Reproduce every one of the records below, character for character.

Entries from a labeling collection
^^^^^^^^^^^^^^^^

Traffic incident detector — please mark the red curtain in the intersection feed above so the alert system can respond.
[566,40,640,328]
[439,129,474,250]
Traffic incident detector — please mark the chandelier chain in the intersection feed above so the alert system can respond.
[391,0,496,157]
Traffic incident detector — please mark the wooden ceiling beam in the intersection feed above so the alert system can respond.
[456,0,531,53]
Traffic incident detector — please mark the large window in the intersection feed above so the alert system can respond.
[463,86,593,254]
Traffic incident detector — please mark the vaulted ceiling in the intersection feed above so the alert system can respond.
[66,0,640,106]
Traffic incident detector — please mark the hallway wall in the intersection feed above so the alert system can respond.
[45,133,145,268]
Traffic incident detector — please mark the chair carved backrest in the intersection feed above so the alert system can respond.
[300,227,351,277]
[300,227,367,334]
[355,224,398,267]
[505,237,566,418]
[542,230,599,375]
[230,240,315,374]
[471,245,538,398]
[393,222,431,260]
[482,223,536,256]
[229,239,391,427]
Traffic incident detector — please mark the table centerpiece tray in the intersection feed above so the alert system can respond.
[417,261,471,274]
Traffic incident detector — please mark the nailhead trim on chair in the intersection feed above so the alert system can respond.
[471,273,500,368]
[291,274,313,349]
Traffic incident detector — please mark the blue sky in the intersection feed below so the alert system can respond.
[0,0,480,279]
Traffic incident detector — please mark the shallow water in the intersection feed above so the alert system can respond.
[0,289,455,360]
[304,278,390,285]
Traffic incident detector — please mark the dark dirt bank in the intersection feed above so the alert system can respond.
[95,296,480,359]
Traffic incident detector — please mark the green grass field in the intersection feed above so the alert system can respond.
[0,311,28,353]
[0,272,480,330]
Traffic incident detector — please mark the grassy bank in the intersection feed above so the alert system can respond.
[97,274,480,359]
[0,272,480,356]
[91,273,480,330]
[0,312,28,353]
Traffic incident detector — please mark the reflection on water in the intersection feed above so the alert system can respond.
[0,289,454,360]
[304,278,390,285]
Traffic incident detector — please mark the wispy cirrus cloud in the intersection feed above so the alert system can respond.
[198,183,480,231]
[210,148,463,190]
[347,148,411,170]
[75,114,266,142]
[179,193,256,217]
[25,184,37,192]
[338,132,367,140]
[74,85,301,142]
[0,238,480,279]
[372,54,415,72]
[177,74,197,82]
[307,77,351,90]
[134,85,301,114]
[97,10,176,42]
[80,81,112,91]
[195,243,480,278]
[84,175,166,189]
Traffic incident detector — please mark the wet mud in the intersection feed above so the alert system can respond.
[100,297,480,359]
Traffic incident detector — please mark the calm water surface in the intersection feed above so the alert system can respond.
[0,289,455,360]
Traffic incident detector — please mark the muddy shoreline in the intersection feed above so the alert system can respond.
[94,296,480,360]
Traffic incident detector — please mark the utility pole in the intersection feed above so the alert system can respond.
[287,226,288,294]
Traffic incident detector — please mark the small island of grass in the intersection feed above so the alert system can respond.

^^^^^^^^^^^^^^^^

* Full answer:
Traffic incident detector — please mark the red curtain in the intersection feed above so the alert system can respond.
[566,40,640,328]
[439,129,474,250]
Traffic incident detector — please mark the chandelier chain in the intersection feed above so the alert system can respond.
[391,0,496,157]
Traffic incident detector — please mark the wooden ceiling beam in the intersection feed above so the alert system can respond.
[456,0,531,53]
Traffic incident detector — please mark the large window in the intersection feed above so the alert system can respond.
[463,86,593,254]
Traffic incident detector — please mark the vaulted ceiling in the intersection feed above so the alert system can respond.
[66,0,640,106]
Traffic incident detector — please mark the hallway wall in the intersection feed above so the alert system can respond.
[45,133,145,268]
Traffic incident detector — please mark the chair carved backrest in the intersection feed above so the alert system can respond.
[300,227,351,277]
[300,227,367,334]
[355,224,398,267]
[505,237,566,418]
[542,230,599,375]
[230,240,315,374]
[471,245,538,398]
[393,222,431,260]
[482,223,536,256]
[229,239,391,427]
Traffic incident detector — please mark the table centerpiece tray in the intersection feed above so the alert system can respond.
[417,261,471,274]
Traffic incident detector — please mark the nailhead trim on chair in the intersection feed above so the alert system can respond.
[471,273,500,368]
[291,274,313,349]
Traffic incident detector — please mark the blue sky in the intersection feed below so the alert system can respond.
[0,0,480,279]
Traffic incident detector — please mark the shallow water in the intersection feed above so the alert system can respond.
[0,289,455,360]
[304,278,390,285]
Traffic incident detector — please mark the dark dirt bank in the intersection feed above so the alert system can respond.
[95,296,480,359]
Traffic incident detector — please mark the green grass field in the intersection feed above so the alert system can respond.
[0,311,28,353]
[0,272,480,330]
Traffic incident detector — please mark the grassy bank in the intersection feed above so the alert system can respond.
[97,274,480,359]
[0,272,480,356]
[91,273,480,330]
[0,312,28,353]
Traffic incident detector — please mark the reflection on water in the intersection feed above so the alert system can respond.
[0,289,454,360]
[304,278,390,285]
Traffic incident detector — please mark the wispy cirrus cloud in the intersection feed above so the alert system can respond.
[198,183,480,231]
[210,148,463,190]
[347,148,411,170]
[75,114,266,142]
[179,193,256,217]
[25,184,37,192]
[338,132,367,140]
[74,85,301,142]
[0,238,480,279]
[372,54,415,72]
[177,74,197,82]
[307,77,351,90]
[134,85,301,114]
[97,10,176,42]
[80,81,112,91]
[195,243,480,278]
[84,175,166,189]
Traffic incident detector — please mark the wet mud in the intersection feed above so the alert system can respond.
[100,297,480,359]
Traffic incident detector — please mark the calm water surface in the intersection feed above so the alert system can respond.
[0,289,455,360]
Traffic incident detector — please mark the muddy shoreline in the intersection feed above so the alert system can respond.
[94,296,480,360]
Traffic incident detector — please mark the utility pole in the intersection feed above so the alert system can respond.
[287,226,288,294]
Traffic incident detector — please mark the small island of grass in the intersection feed above so the alert system can respond.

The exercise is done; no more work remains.